* [Problem details]: Copy all of the data below word for word, but leave out the pictures.
:: Entries supplied ::
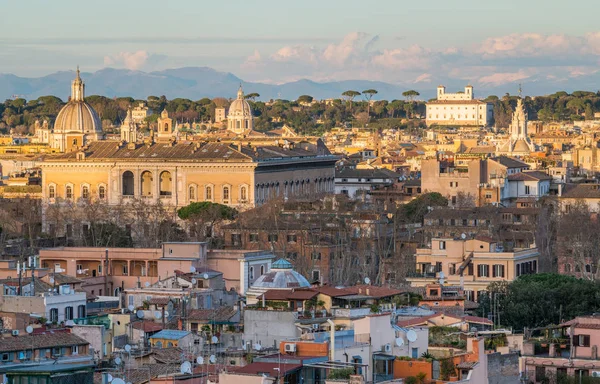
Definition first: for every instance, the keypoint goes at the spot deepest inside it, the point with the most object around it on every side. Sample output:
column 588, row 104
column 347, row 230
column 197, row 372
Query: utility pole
column 106, row 272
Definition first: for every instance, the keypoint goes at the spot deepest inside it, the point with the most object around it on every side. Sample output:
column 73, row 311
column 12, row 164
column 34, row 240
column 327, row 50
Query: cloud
column 130, row 60
column 503, row 78
column 492, row 62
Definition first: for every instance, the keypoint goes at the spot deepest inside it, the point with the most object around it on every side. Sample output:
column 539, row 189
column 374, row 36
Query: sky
column 396, row 41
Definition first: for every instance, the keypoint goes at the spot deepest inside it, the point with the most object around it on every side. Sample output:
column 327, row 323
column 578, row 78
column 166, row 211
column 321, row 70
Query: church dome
column 281, row 276
column 77, row 116
column 239, row 106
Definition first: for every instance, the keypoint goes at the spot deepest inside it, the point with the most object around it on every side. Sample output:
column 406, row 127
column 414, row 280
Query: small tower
column 165, row 126
column 469, row 92
column 77, row 88
column 128, row 129
column 441, row 92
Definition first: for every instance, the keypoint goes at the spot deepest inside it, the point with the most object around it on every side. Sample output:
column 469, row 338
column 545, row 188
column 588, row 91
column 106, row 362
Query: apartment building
column 471, row 264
:::
* [Task response]:
Definition first: for every instance, the keypoint goes at the spot deepest inside it, the point with the most object around it on every side. Sample output:
column 588, row 104
column 347, row 230
column 197, row 372
Query: utility pole
column 106, row 272
Definition first: for every instance, the keypoint goes at the spot deepest inside it, the point with the most object around it on every side. Sample output:
column 73, row 311
column 12, row 164
column 34, row 240
column 327, row 50
Query: cloud
column 130, row 60
column 503, row 78
column 492, row 62
Definition first: for every instance, the keypoint goes at the spot deepest inside it, the point with the most object around it on every side. Sample output:
column 539, row 189
column 374, row 36
Query: sky
column 396, row 41
Definition first: for every instance, the keypoint goes at the spot deepest inside it, the point with the most object around it on every side. Sample output:
column 327, row 323
column 578, row 78
column 166, row 211
column 321, row 70
Query: church dome
column 281, row 276
column 77, row 116
column 239, row 106
Definition first: for every instance, the keypoint goes at the spot deepest inside it, the point with the most object around it on every side. Sample output:
column 406, row 127
column 414, row 280
Query: small tower
column 165, row 126
column 469, row 92
column 77, row 88
column 128, row 129
column 441, row 92
Definition first: for every instance, the keypoint goes at the spot deepest inside it, the point with the most object around it on every side. Sample output:
column 469, row 338
column 545, row 188
column 588, row 91
column 106, row 362
Query: apartment building
column 471, row 264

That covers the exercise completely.